■ Selection ■
▬▬▬▬▬▬
# Confidence up & down!!!



## jrf500 (May 9, 2011)

I don't know if anyone else is experiencing this issue....but my confidence in whether I'll pass the April exam or not has been all over the place. There are days I think I nailed it and am just waiting for the pass letter, then there are days I'm certain I failed and feel that I might as well start studying again. I've honestly talked myself into believing both sides many times now. I know none of it matters really, just have to wait for the results....but it's a weird thing I've noticed.

Also, the first week or so waiting for results sucked....then it got better for a few weeks and I barely thought about it. Now it's back on my mind again. I guess just another part of my mind that's all over the place!

Well, good luck to all who are waiting on results. Also, good luck to all who are starting to think about prepping for the October exam (I hope this is a different group of people entirely from the group that's waiting on results!!).

Take care all and I hope you hear good news soon!


----------



## Mary Faye (May 9, 2011)

Thanks for the encouragement lol


----------



## csb (May 9, 2011)

It does get worse, only because you start really knowing results are almost out and other states start getting results. However, here's the deal- don't study. Unless you guessed on the entire exam, you just don't know and you probably passed, but you're just doubting because you can't know and now you're forgetting the exam. DON'T STUDY. Even if you failed (fingers crossed you didn't), you'll have plenty of time to study. Relax, enjoy life, it'll be okay


----------



## maximus808 (May 10, 2011)
▬▬▬▬▬▬
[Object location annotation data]

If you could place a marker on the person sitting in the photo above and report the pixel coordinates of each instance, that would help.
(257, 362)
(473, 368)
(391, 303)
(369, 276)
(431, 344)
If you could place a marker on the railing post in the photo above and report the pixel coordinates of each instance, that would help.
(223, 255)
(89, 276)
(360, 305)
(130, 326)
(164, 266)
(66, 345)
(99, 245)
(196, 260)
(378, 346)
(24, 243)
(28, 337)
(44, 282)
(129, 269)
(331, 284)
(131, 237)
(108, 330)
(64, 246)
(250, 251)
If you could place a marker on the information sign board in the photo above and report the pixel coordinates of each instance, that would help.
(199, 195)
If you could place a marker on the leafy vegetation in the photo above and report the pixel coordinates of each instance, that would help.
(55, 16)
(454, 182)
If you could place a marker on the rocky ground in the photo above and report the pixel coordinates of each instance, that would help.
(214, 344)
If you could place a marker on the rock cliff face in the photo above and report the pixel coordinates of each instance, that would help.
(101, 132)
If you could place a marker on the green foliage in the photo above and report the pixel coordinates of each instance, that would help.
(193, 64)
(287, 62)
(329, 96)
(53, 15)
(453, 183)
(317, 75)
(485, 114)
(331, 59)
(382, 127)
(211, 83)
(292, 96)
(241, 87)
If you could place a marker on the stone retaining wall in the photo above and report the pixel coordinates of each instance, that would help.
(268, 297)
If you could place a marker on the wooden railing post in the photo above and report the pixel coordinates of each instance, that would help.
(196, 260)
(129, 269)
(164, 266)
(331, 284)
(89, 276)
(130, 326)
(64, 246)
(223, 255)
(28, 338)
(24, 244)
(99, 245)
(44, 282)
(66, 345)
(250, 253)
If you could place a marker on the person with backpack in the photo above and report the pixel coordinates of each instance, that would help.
▬▬▬▬▬▬
■ Given problem 1 ■
Reproduce the listing starting with the line containing "If you could place a marker on the stone" and going on through the end of the listing.
■ Given problem 2 ■
Continue the forum thread about waiting for exam results from the point where it stops.
The forum thread and the listing are unrelated pieces of material.

■ Result 1 ■
If you could place a marker on the stone retaining wall in the photo above and report the pixel coordinates of each instance, that would help.
(268, 297)
If you could place a marker on the wooden railing post in the photo above and report the pixel coordinates of each instance, that would help.
(196, 260)
(129, 269)
(164, 266)
(331, 284)
(89, 276)
(130, 326)
(64, 246)
(223, 255)
(28, 338)
(24, 244)
(99, 245)
(44, 282)
(66, 345)
(250, 253)
If you could place a marker on the person with backpack in the photo above and report the pixel coordinates of each instance, that would help.

■ Result 2 ■
Guys, I know exactly how you are feeling. I failed the April 2010 exam and passed the October 2010 exam and both times waiting for the results were nerve wrecking. What I can tell you is that the second time, I had confidence I did better than the first time so it made me forget about the exam up until the last month waiting. I agree with others to enjoy this time off. Do not study, relax, catch up with friends and family, and focus on work  If you don't pass this time, don't worry, there's always a next time. I people who have taken it more than 5 times and are still going for it. I admire their determination and one day they will pass. I had a friend who took the CPA exam a total of 16 times to pass all four exams.....so don't worry guys, if you keep trying...you will pass.

And trust me, getting that PASS letter has got to be one of the top happiest moments in your life


----------



## maximus808 (May 10, 2011)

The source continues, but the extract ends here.